A urgência de um cessar-fogo

Já disse aqui inúmeras vezes que é necessário um cessar-fogo e que é preciso encontrar soluções políticas, para evitar que essa crise se alastre. É preciso que o governo de Kiev aceite discutir com os insurgentes, o que equivale a reconher a legitimidade deles. Enquanto se recusarem, a situação só piorará, não só em solo, mas também politicamente. As tropas de Kiev, em vários pontos do front, estão em debandada, abandonando equipamento e munição. Outros estão, ainda hoje, cercados. O presidente Vladimir Putin da Rússia pediu aos insurgentes que abram um corredor pelo humanitário, pelo qual a Rússia possa evacuar os milhares de desertores. Fácil entender que a situação é absolutamente dramática.

Ao mesmo tempo, as forças de Kiev continuam a bombardear populações civis. É, pois, absolutamente urgente suspender os combates. Mas, embora talvez seja possível suspender o fogo pelos próximos dias, nada estará resolvido e será preciso cuidar para que os combates não recomecem. Isso implica que serão necessárias tropas de interposição, sob mandado da ONU, para estabilizar a situação em solo e evitar novas provocações dos dois lados - o que bastaria, como pretexto, para recomeçar os combates. Mas essas tropas não podem ser tropas de países da União Europeia, nem da OTAN, nem da Rússia.

Tropas de países da União Europeia e da OTAN seriam inaceitáveis para os insurgentes, e tropas russas, para Kiev. Será preciso pois recorrer aos países emergentes (Brasil, Índia, mesmo a China). É preciso pois aferir o peso da simbologia. Se "capacetes azuis" de países emergentes vierem a cumprir as funções de interposição na Europa, ser a demonstração mais clara, brilhante, a mais perfeita, do fracasso da União Europeia; e de sua incapacidade - exatamente na direção oposta de suas pretensões - para assegurar a paz. Será também demonstração da realidade do mundo multipolar do século 21.

▬▬▬▬▬▬

Exercícios.
A: Indique se cada afirmação concorda com o texto sobre o cessar-fogo, respondendo sim ou não e citando as palavras do texto que decidem: (i) tropas da OTAN seriam aceitáveis para os insurgentes; (ii) as forças de Kiev continuam a bombardear populações civis; (iii) as tropas de interposição atuariam sob mandado da ONU.
B: Converta em lista numerada, sem as linhas em branco, as linhas dos registros que vão da linha que contém "doormat in the photo above. Give pixel coordinates." até o fim dos registros, com as duas pontas incluídas.
Os registros não têm nenhuma relação com o texto.

Registros.
▬▬▬▬▬▬

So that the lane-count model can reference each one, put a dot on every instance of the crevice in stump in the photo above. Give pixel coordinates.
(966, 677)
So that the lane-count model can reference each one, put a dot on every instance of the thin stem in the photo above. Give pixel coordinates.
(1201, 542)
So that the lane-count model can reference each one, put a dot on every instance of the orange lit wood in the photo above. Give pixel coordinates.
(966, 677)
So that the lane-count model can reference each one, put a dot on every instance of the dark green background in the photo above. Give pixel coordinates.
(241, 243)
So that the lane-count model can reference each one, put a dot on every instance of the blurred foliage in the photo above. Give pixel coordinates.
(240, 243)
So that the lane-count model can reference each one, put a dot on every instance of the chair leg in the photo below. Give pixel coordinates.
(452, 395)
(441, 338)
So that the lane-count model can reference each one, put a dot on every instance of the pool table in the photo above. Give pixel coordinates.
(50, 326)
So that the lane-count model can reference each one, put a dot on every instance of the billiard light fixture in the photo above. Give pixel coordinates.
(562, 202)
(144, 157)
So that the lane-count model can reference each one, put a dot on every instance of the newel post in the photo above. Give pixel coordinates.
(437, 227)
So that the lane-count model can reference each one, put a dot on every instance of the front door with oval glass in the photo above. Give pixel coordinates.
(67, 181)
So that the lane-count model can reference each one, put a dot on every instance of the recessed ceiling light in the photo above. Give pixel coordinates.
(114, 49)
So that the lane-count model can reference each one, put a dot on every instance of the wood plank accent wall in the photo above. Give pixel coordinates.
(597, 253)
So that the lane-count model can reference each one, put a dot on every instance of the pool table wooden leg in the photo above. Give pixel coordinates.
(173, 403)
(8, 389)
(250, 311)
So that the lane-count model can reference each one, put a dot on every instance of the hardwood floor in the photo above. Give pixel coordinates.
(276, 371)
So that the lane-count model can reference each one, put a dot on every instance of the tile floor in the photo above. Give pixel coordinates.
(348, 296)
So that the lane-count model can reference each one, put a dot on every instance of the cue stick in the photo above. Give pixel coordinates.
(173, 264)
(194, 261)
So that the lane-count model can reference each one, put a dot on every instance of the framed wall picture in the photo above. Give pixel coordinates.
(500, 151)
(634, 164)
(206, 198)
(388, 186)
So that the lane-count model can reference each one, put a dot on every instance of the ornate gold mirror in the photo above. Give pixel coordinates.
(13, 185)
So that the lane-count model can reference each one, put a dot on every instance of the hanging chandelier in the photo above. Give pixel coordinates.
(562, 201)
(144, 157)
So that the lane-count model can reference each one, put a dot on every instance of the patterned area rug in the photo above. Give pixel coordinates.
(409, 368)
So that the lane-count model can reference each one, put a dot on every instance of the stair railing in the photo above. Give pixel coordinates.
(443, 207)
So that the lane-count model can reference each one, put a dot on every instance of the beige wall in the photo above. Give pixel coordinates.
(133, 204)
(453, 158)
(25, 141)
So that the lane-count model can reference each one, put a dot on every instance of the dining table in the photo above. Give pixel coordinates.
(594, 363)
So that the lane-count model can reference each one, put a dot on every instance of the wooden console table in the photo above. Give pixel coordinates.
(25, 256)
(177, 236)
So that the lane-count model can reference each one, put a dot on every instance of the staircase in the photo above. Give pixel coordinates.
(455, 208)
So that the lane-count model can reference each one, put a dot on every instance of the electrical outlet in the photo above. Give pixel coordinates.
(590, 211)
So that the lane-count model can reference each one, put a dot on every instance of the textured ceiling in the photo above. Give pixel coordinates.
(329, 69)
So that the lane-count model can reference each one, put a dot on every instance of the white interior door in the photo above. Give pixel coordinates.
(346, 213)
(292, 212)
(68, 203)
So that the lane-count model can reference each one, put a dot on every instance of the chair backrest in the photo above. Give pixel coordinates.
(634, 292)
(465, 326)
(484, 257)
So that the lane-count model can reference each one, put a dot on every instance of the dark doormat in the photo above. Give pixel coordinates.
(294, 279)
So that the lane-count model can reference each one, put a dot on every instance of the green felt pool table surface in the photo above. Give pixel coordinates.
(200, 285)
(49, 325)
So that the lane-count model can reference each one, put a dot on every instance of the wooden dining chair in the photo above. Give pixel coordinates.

▬▬▬▬▬▬

Respostas.
A:
(i) Não: "Tropas de países da União Europeia e da OTAN seriam inaceitáveis para os insurgentes"
(ii) Sim: "as forças de Kiev continuam a bombardear populações civis"
(iii) Sim: "tropas de interposição, sob mandado da ONU"

B:
1. So that the lane-count model can reference each one, put a dot on every instance of the dark doormat in the photo above. Give pixel coordinates.
2. (294, 279)
3. So that the lane-count model can reference each one, put a dot on every instance of the green felt pool table surface in the photo above. Give pixel coordinates.
4. (200, 285)
5. (49, 325)
6. So that the lane-count model can reference each one, put a dot on every instance of the wooden dining chair in the photo above. Give pixel coordinates.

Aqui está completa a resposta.